▶ **Da svolgere**: Continua il discorso sulla sicurezza dell'Europa e sui valori democratici, ripartendo subito dopo l'ultima frase riportata.

▶ **Testo estratto**:

Sono stato fortunato nel mio tempo qui di poter trascorrere un po’ di tempo fuori dalle mura di questa conferenza nelle ultime 24 ore, e sono rimasto così colpito dall’ospitalità della gente, anche se ovviamente sono ancora scossi dall’orribile attentato di ieri. La prima volta che sono stato a Monaco è stato con mia moglie, che oggi è qui con me, per un viaggio personale. Ho sempre amato la città di Monaco e la sua gente, e voglio solo dire che siamo molto commossi e che i nostri pensieri e le nostre preghiere sono con Monaco e con tutti coloro che sono stati colpiti dal male inflitto a questa bellissima comunità. Vi pensiamo. Stiamo pregando per voi e sicuramente vi sosterremo nei giorni e nelle settimane a venire. Spero che non sia l’ultimo applauso che ricevo!
Noi ci riuniamo a questa conferenza, ovviamente, per discutere di sicurezza e, normalmente, intendiamo le minacce esterne alla nostra sicurezza. Vedo molti grandi leader militari riuniti qui oggi. Ma mentre l’amministrazione Trump è molto preoccupata per la sicurezza europea e crede che si possa arrivare a un ragionevole accordo tra Russia e Ucraina, e anche noi crediamo che sia importante che nei prossimi anni l’Europa si faccia avanti in modo deciso per provvedere alla propria difesa, la minaccia che più mi preoccupa nei confronti dell’Europa non è la Russia, non è la Cina, non è nessun altro attore esterno.
Ciò che mi preoccupa è la minaccia dall’interno. La ritirata dell’Europa da alcuni dei suoi valori più fondamentali, valori condivisi con gli Stati Uniti d’America.
Ora, mi ha colpito che un ex commissario europeo sia andato in televisione di recente e si sia mostrato compiaciuto del fatto che il governo rumeno avesse appena annullato un’intera elezione. Ha avvertito che se le cose non andranno secondo i piani, la stessa cosa potrebbe accadere anche in Germania. Queste dichiarazioni sprezzanti sono scioccanti per le orecchie americane. Per anni ci è stato detto che tutto ciò che finanziamo e sosteniamo è in nome dei nostri valori democratici condivisi. Tutto, dalla nostra politica sull’Ucraina alla censura digitale, è presentato come una difesa della democrazia. Ma quando vediamo i tribunali europei annullare le elezioni e alti funzionari minacciare di annullarne altre, dovremmo chiederci se ci stiamo attenendo a uno standard adeguatamente elevato, e dico noi stessi perché credo fermamente che siamo nella stessa squadra. Dobbiamo fare di più che parlare di valori democratici, dobbiamo viverli.

▶ **Materiale fornito**:
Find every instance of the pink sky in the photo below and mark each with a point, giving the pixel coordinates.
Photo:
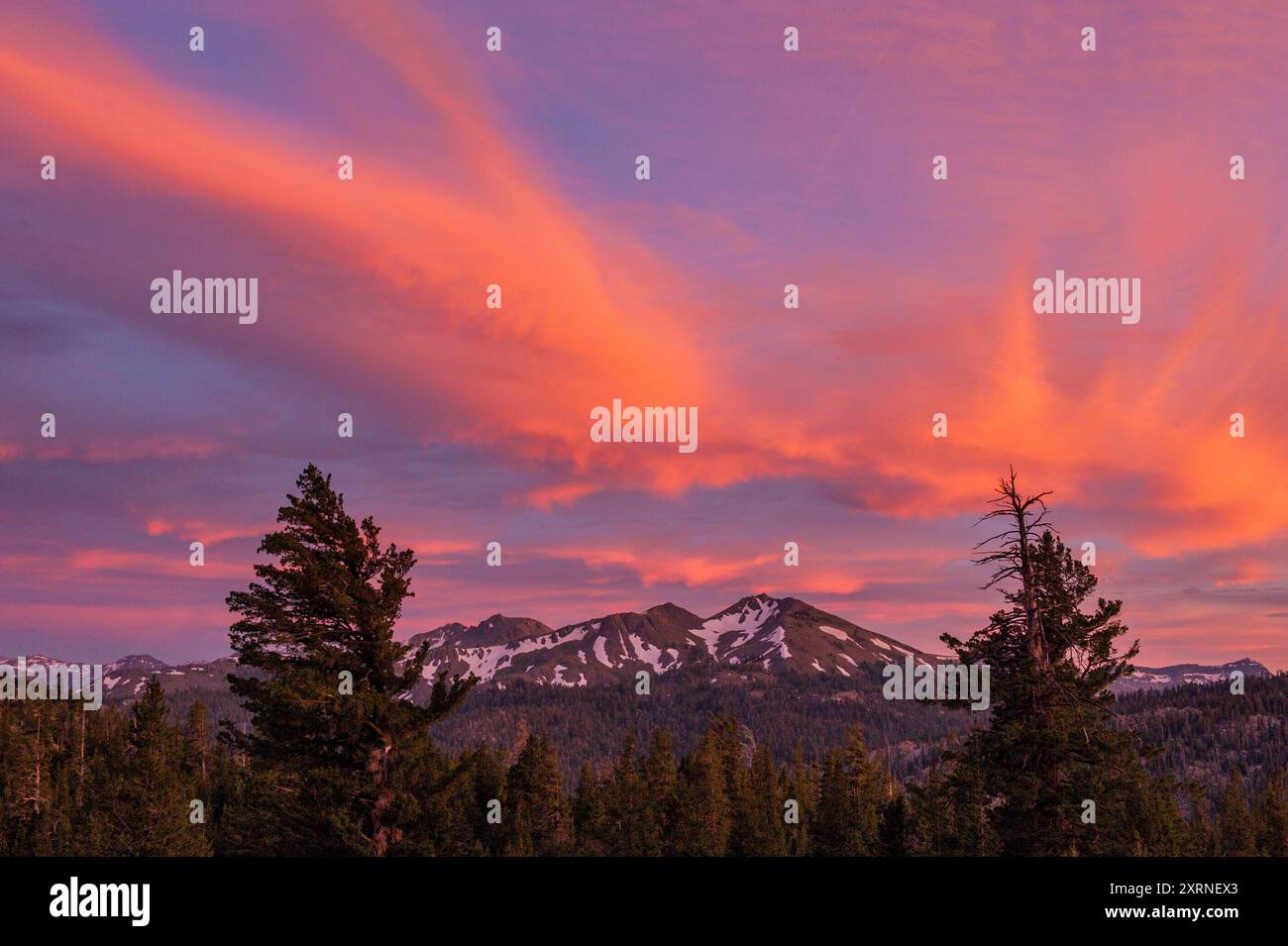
(768, 167)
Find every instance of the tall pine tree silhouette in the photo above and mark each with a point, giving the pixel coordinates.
(1050, 745)
(333, 730)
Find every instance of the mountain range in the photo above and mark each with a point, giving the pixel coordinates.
(756, 637)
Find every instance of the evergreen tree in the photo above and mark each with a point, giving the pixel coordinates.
(893, 833)
(1050, 743)
(326, 684)
(1235, 829)
(147, 806)
(540, 817)
(661, 775)
(1273, 817)
(589, 813)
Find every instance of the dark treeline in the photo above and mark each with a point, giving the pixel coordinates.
(123, 783)
(338, 760)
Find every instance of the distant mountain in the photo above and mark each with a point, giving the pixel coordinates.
(1179, 675)
(755, 635)
(755, 639)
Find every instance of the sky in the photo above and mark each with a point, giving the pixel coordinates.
(518, 168)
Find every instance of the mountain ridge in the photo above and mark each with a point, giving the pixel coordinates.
(758, 636)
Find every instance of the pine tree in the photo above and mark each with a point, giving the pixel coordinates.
(893, 833)
(625, 803)
(702, 819)
(326, 684)
(589, 813)
(540, 816)
(1050, 743)
(1273, 817)
(196, 736)
(661, 775)
(146, 806)
(1235, 829)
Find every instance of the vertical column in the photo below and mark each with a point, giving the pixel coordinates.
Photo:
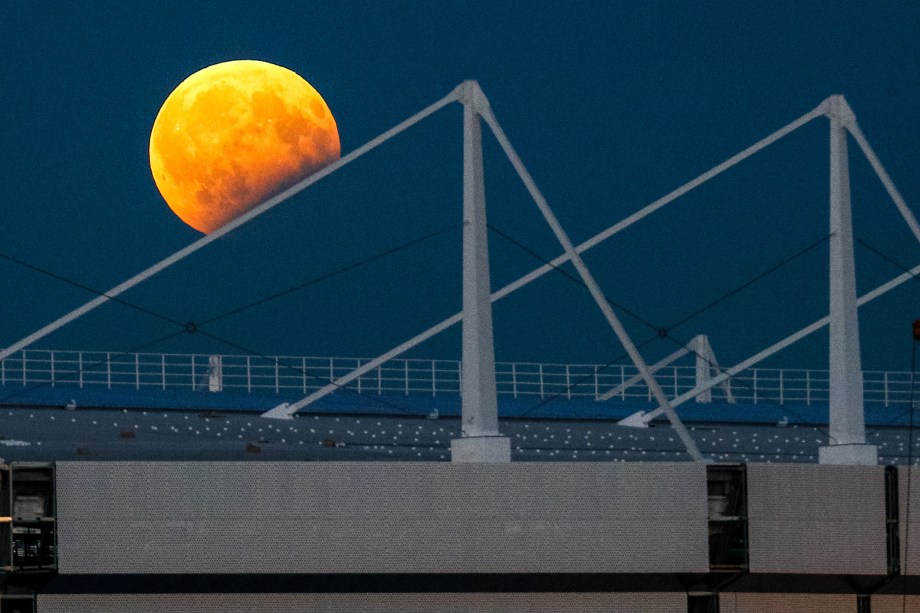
(700, 344)
(481, 440)
(215, 374)
(847, 444)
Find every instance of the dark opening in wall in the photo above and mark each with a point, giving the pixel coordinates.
(728, 520)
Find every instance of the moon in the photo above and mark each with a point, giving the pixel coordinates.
(235, 133)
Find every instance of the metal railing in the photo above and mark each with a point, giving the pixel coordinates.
(302, 375)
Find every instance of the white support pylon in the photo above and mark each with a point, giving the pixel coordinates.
(847, 436)
(599, 298)
(703, 352)
(480, 440)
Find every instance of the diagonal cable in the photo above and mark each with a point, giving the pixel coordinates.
(329, 275)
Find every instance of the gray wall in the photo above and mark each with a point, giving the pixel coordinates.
(393, 517)
(909, 517)
(787, 603)
(366, 603)
(806, 518)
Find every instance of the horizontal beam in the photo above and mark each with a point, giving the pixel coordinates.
(789, 340)
(226, 228)
(552, 265)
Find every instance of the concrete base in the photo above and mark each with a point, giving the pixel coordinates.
(860, 455)
(481, 449)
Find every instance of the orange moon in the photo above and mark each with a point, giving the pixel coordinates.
(233, 134)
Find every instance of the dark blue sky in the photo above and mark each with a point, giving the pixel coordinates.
(610, 105)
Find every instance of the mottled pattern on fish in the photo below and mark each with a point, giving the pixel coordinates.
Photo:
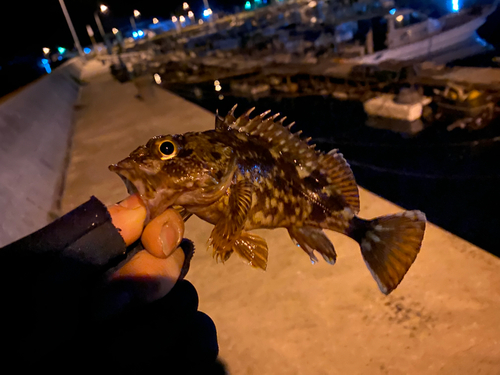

▶ **Esercizio svolto**:
Ora, come molti di voi in questa sala sapranno, la Guerra Fredda ha schierato i difensori della democrazia contro forze molto più tiranniche in questo continente. E considerate la parte in quella lotta che censurava i dissidenti, che chiudeva le chiese, che annullava le elezioni. Erano i buoni? Certamente no. E grazie a Dio hanno perso la Guerra Fredda. Hanno perso perché non hanno valorizzato né rispettato tutte le straordinarie benedizioni della libertà. La libertà di sorprendere, di sbagliare, di inventare, di costruire, poiché a quanto pare non si può imporre l’innovazione o la creatività, così come non si può costringere le persone a pensare, a sentire o a credere a qualcosa, e noi crediamo che queste cose siano certamente collegate. E purtroppo, quando guardo all’Europa di oggi, a volte non è così chiaro cosa sia successo ad alcuni dei vincitori della Guerra Fredda.
Guardo a Bruxelles, dove i commissari dell’UE avvertono i cittadini che intendono chiudere i social media in tempi di disordini civili nel momento in cui individuano ciò che hanno giudicato essere contenuti di odio. O in questo stesso paese, dove la polizia ha effettuato delle retate contro cittadini sospettati di aver postato commenti antifemministi online nell’ambito di una giornata di azione contro la misoginia su Internet.
Guardo alla Svezia, dove due settimane fa il governo ha condannato un attivista cristiano per aver partecipato a un rogo di Corano che ha portato all’omicidio di un suo amico. E come ha notato in modo agghiacciante il giudice nel suo caso: le leggi svedesi che dovrebbero proteggere la libertà di espressione non garantiscono, e cito testualmente, il permesso di fare o dire qualsiasi cosa senza rischiare di offendere il gruppo che sostiene tale convinzione.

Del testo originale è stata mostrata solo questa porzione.